Exercise brief:
Could you write out the listing below again, exactly?

Supplied material:
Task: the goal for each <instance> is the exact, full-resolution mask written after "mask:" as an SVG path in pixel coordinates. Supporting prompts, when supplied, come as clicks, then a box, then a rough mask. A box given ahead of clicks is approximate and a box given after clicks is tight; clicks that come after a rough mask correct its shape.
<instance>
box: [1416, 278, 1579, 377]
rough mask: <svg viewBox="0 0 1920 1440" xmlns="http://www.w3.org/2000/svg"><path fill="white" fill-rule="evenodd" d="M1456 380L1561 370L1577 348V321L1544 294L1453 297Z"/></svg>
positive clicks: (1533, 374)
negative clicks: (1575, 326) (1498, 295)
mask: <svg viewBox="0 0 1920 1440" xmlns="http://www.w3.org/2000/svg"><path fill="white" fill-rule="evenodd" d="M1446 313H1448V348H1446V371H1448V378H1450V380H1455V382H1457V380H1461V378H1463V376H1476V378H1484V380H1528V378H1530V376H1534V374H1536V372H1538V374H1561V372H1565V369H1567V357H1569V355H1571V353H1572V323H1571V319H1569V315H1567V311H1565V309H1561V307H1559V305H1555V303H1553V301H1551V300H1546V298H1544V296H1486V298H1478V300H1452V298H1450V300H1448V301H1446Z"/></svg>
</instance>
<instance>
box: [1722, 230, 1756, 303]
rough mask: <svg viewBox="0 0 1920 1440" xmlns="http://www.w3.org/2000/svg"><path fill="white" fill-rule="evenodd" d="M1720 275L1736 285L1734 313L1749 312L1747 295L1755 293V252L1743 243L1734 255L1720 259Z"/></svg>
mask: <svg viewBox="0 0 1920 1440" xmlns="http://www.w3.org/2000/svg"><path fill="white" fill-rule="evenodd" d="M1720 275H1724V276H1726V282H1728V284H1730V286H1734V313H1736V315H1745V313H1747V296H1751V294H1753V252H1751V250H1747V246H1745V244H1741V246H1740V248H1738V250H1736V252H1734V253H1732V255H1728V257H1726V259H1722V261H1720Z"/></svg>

Reply to the exercise:
Task: the goal for each <instance> is the exact, full-resolution mask written after "mask:" as an SVG path in pixel coordinates. Supporting prompts, when supplied, come as clicks, then a box, then a rough mask. A box given ahead of clicks is approximate and a box given after clicks is tight; clicks that come after a rough mask correct its shape.
<instance>
box: [1416, 278, 1579, 377]
rough mask: <svg viewBox="0 0 1920 1440" xmlns="http://www.w3.org/2000/svg"><path fill="white" fill-rule="evenodd" d="M1456 380L1561 370L1577 348V321L1544 294L1453 297Z"/></svg>
positive clicks: (1533, 374)
negative clicks: (1575, 326) (1498, 295)
mask: <svg viewBox="0 0 1920 1440" xmlns="http://www.w3.org/2000/svg"><path fill="white" fill-rule="evenodd" d="M1446 313H1448V348H1446V371H1448V378H1450V380H1455V382H1457V380H1461V378H1463V376H1476V378H1484V380H1528V378H1530V376H1534V374H1536V372H1538V374H1561V372H1565V369H1567V357H1569V355H1571V353H1572V323H1571V319H1569V315H1567V311H1565V309H1561V307H1559V305H1555V303H1553V301H1551V300H1546V298H1544V296H1486V298H1478V300H1452V298H1450V300H1448V301H1446Z"/></svg>
</instance>
<instance>
box: [1722, 230, 1756, 303]
rough mask: <svg viewBox="0 0 1920 1440" xmlns="http://www.w3.org/2000/svg"><path fill="white" fill-rule="evenodd" d="M1720 275L1736 285L1734 313L1749 312L1747 295L1755 293V252L1743 243L1734 255L1720 259Z"/></svg>
mask: <svg viewBox="0 0 1920 1440" xmlns="http://www.w3.org/2000/svg"><path fill="white" fill-rule="evenodd" d="M1720 275H1724V276H1726V282H1728V284H1730V286H1734V313H1736V315H1745V313H1747V296H1751V294H1753V252H1751V250H1747V246H1745V244H1741V246H1740V248H1738V250H1736V252H1734V253H1732V255H1728V257H1726V259H1722V261H1720Z"/></svg>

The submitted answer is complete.